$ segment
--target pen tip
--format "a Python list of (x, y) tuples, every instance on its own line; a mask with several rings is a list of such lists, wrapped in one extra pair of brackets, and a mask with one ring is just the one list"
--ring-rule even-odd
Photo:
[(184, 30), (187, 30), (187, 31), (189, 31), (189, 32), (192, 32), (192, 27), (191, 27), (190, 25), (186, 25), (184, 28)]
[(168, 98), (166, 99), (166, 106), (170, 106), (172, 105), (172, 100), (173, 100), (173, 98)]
...
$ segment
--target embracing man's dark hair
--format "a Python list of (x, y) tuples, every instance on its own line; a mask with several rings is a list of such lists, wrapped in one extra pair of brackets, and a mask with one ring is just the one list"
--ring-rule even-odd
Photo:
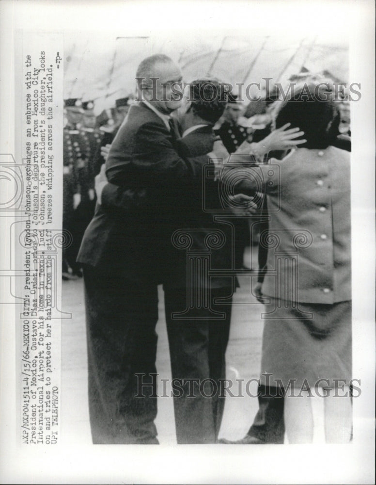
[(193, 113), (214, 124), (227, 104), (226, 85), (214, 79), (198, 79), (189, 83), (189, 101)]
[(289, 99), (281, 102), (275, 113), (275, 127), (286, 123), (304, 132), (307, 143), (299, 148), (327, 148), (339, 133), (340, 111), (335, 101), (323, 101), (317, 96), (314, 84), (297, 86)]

## [WRITTEN EXERCISE]
From the entries above, extract without alteration every line that contains the string "target".

## [EXERCISE OUTPUT]
--target pen tip
--target embracing man's dark hair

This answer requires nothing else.